To do: Reproduce exactly the final portion of the data: every line from the one containing "stainless steel range" through the last line, inclusive.

Given information:
[BEGIN]
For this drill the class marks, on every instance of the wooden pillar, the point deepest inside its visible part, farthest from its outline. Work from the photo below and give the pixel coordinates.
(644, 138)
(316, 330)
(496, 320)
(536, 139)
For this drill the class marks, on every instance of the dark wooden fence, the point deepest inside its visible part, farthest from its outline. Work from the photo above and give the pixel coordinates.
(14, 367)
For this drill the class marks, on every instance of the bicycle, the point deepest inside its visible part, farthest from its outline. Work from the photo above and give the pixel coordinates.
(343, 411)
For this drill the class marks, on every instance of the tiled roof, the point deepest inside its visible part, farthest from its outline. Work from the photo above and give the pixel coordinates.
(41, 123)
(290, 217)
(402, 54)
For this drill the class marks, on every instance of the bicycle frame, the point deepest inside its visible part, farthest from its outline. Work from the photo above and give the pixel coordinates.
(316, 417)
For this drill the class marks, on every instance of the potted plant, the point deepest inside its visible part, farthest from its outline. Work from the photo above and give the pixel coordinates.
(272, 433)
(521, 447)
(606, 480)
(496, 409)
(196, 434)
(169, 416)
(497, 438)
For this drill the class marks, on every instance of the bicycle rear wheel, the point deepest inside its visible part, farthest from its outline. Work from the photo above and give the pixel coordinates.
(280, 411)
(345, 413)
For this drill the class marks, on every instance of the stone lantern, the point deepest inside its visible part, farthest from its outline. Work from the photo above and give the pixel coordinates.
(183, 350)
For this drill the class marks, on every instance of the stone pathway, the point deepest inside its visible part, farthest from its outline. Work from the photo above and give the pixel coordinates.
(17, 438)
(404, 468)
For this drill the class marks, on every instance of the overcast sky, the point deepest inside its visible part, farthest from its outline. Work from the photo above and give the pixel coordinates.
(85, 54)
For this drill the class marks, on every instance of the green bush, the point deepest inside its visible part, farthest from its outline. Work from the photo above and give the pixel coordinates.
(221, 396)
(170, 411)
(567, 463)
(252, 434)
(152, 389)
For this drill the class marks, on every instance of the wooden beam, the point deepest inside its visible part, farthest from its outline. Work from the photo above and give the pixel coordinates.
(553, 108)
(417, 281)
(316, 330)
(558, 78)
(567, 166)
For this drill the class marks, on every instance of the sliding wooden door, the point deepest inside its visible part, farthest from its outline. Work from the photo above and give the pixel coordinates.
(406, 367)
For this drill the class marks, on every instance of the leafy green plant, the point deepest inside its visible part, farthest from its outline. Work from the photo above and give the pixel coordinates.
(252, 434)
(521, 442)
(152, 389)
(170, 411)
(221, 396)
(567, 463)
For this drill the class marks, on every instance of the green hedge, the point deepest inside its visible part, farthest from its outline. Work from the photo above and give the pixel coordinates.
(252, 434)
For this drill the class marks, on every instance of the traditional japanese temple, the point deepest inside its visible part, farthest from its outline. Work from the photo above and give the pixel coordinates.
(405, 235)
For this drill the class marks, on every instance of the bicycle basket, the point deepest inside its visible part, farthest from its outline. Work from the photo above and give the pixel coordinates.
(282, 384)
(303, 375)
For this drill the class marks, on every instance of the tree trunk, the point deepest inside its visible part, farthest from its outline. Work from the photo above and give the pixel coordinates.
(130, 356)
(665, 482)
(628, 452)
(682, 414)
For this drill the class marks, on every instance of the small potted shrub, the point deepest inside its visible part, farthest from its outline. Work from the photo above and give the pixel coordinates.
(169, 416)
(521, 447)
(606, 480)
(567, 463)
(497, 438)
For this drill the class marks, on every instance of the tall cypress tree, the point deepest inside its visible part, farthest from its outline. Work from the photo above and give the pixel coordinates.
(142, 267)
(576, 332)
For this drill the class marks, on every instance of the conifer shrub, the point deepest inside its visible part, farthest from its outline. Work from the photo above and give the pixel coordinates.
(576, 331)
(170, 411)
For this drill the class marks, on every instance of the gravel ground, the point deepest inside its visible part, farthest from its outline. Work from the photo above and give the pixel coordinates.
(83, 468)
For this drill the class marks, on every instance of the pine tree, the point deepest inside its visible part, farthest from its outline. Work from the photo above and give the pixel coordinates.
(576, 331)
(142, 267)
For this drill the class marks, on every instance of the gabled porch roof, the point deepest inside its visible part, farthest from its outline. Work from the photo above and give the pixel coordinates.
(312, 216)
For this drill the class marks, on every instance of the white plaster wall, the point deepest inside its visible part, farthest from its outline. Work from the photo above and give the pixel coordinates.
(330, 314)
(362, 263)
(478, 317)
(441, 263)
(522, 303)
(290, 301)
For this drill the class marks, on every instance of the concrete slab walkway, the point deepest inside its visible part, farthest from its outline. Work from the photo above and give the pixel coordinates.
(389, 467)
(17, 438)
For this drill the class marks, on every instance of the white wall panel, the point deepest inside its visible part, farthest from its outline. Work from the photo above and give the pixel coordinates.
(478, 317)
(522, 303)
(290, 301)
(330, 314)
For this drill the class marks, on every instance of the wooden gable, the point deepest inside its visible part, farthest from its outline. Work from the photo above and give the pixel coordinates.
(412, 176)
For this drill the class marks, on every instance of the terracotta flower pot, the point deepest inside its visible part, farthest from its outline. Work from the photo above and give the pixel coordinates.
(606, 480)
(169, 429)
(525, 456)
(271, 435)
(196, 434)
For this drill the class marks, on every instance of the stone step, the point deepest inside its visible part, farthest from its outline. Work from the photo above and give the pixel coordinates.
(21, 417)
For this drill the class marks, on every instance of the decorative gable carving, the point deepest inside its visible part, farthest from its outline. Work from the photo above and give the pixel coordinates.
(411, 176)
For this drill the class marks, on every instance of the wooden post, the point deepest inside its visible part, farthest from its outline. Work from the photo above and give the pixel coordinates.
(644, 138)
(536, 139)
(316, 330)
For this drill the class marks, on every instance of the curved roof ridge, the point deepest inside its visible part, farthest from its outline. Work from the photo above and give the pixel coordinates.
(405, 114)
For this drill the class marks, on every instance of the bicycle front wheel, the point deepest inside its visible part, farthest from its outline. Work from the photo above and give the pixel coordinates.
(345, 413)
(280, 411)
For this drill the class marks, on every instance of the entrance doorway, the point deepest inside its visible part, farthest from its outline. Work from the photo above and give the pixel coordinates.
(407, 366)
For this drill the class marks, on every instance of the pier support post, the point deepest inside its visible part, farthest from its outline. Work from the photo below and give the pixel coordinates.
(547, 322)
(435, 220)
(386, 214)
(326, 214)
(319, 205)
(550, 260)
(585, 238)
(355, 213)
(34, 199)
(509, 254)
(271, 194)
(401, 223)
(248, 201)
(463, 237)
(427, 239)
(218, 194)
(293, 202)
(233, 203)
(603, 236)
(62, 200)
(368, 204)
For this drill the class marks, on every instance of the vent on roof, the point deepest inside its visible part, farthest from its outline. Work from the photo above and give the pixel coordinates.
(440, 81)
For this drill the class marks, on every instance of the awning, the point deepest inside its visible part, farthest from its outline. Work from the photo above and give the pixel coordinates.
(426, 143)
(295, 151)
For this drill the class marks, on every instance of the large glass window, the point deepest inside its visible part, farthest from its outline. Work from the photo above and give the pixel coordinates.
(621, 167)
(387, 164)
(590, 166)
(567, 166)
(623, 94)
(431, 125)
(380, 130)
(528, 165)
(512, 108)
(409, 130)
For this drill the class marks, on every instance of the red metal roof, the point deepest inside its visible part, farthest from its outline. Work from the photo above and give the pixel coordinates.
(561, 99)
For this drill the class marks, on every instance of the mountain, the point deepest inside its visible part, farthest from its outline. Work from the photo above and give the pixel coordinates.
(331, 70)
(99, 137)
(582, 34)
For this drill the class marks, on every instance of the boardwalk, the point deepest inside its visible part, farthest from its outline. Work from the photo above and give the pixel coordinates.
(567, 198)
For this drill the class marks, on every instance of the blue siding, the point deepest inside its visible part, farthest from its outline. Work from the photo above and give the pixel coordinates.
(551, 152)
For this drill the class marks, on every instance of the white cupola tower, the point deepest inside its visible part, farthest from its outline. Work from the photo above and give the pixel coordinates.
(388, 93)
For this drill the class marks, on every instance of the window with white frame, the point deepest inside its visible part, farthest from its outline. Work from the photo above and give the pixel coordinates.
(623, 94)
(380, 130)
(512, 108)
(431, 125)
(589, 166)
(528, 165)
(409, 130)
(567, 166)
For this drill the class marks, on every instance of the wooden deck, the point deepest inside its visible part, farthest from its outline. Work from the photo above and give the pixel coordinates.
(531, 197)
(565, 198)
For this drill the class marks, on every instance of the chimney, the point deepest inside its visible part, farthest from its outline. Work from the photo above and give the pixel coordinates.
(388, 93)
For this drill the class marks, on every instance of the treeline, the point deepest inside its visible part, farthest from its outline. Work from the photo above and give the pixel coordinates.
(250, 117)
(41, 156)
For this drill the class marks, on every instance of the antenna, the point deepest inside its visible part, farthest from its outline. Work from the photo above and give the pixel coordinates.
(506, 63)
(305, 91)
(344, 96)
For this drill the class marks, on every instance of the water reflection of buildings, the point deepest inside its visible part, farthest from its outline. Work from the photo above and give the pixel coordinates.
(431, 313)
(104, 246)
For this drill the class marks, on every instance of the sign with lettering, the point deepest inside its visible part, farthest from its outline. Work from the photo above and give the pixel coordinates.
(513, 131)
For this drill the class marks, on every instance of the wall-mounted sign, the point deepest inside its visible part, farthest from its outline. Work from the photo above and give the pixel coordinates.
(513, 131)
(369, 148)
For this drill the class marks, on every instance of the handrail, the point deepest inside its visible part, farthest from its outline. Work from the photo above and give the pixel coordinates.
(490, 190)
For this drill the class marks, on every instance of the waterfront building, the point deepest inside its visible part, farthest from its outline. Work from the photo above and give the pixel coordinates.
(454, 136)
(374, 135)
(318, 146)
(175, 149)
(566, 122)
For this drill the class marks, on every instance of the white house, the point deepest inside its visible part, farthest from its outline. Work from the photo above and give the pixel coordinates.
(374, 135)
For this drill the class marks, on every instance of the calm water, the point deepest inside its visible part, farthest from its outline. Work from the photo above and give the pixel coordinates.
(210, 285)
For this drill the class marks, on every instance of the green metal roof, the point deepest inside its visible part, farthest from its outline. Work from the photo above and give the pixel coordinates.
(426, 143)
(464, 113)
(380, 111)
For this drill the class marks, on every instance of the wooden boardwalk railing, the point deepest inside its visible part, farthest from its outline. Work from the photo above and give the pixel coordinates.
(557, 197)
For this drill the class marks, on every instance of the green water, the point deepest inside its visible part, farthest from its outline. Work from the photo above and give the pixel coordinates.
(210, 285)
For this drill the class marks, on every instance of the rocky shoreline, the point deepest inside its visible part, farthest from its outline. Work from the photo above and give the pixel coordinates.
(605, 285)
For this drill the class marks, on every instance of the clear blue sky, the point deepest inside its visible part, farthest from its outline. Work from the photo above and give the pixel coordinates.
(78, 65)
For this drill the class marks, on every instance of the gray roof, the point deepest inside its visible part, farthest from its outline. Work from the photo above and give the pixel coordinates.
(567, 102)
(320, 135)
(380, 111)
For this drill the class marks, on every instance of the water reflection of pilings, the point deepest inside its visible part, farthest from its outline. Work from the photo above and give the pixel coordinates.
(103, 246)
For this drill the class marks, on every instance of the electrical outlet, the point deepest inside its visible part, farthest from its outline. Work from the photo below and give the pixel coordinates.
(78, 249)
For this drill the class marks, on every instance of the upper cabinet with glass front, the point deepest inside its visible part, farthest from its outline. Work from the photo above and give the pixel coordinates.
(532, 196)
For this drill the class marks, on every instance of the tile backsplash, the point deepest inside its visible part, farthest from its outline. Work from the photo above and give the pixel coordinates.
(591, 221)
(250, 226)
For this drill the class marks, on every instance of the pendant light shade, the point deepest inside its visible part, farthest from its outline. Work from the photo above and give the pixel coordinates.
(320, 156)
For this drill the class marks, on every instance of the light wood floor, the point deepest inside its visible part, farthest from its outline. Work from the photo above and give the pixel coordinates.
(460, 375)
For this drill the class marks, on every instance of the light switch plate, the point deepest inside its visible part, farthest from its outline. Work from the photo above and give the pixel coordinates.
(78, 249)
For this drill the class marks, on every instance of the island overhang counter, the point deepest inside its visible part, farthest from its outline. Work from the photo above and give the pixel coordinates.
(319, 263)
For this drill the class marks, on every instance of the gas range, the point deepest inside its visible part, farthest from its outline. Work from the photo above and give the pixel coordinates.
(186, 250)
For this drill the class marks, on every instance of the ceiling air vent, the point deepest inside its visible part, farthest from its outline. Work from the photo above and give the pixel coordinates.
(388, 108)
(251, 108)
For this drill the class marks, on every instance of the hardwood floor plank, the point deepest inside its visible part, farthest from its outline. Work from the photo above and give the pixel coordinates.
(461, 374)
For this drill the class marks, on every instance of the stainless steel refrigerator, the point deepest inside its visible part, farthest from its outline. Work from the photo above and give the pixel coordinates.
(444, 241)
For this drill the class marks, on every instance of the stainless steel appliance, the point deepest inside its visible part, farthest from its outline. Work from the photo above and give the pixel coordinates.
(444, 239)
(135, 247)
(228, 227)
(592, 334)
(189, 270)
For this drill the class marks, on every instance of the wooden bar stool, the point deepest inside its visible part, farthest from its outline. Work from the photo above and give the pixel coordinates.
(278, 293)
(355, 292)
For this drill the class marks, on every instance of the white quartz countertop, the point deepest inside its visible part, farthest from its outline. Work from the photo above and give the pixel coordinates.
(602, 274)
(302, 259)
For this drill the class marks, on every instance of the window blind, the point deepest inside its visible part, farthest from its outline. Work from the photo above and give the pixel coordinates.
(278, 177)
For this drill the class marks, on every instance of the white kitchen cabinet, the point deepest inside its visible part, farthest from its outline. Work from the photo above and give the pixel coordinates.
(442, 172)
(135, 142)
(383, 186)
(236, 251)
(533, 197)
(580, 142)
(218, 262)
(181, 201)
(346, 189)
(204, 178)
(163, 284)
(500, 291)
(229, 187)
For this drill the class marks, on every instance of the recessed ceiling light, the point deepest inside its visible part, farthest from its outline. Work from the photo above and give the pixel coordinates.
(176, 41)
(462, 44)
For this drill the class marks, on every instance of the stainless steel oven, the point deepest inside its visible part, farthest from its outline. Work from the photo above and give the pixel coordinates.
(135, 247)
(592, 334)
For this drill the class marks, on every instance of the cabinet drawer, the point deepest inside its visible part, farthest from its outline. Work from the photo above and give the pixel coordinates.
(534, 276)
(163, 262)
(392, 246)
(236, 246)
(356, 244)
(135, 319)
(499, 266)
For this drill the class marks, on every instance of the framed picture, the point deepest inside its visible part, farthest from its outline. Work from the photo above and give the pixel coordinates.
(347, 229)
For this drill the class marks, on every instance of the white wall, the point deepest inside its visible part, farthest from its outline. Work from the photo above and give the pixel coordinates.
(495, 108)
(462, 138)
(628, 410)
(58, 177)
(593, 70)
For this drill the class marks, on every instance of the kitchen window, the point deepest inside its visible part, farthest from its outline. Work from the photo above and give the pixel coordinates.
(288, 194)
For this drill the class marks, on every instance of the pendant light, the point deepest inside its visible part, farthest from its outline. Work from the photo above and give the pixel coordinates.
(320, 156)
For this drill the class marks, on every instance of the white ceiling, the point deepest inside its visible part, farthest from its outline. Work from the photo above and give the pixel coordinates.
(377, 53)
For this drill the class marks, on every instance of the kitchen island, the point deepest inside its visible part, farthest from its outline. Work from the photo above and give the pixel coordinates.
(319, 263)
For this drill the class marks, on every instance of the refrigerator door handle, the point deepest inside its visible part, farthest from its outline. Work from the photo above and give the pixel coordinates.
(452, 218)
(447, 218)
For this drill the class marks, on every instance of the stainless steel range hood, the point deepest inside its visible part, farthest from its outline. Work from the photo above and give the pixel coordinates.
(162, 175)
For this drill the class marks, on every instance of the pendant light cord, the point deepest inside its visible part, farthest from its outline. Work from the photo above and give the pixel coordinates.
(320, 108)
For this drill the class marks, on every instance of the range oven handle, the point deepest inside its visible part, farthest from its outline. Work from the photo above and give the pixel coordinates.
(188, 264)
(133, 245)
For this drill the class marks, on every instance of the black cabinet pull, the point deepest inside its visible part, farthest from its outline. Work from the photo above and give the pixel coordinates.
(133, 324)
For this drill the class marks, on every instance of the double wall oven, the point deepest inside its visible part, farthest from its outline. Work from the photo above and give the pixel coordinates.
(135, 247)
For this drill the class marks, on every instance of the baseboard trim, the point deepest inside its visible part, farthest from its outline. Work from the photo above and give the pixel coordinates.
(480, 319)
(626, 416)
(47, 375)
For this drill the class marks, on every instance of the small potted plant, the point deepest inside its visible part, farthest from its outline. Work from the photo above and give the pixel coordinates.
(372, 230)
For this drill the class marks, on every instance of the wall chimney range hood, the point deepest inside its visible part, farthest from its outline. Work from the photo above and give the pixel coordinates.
[END]
Output of the exercise:
For this drill the class marks, on every instance of the stainless steel range hood, the point deepest inside its visible part, farthest from its outline. Work from the photo above and give the pixel coordinates.
(162, 175)
For this drill the class marks, on every instance of the pendant light cord, the point deepest inside its visible part, farthest from its outline. Work from the photo above and give the pixel coordinates.
(320, 108)
For this drill the class marks, on every instance of the range oven handle, the point deepest inside its visible part, farthest from its outline. Work from the photo above and give the pixel coordinates.
(188, 264)
(133, 245)
For this drill the class marks, on every instance of the black cabinet pull, the point deepest inside its visible part, farthest from its outline. Work from the photo above and give the pixel coordinates.
(133, 324)
For this drill the class marks, on every instance of the double wall oven, the point deepest inside its visible part, farthest from its outline. Work from the photo above and give the pixel coordinates.
(135, 247)
For this drill the class marks, on every instance of the baseboard trim, the point deepest inside its visible part, farthest from its outline. Work from the photo above and give the pixel coordinates.
(480, 319)
(626, 416)
(47, 375)
For this drill the class marks, on every instance of the small potted plant, the point deepest inside its visible part, farthest from its outline. Work from the photo above and give the pixel coordinates.
(372, 230)
For this drill the class marks, on every instance of the wall chimney range hood, the point deepest inside its visible part, farthest from its outline. Work from the photo above and give the pixel coordinates.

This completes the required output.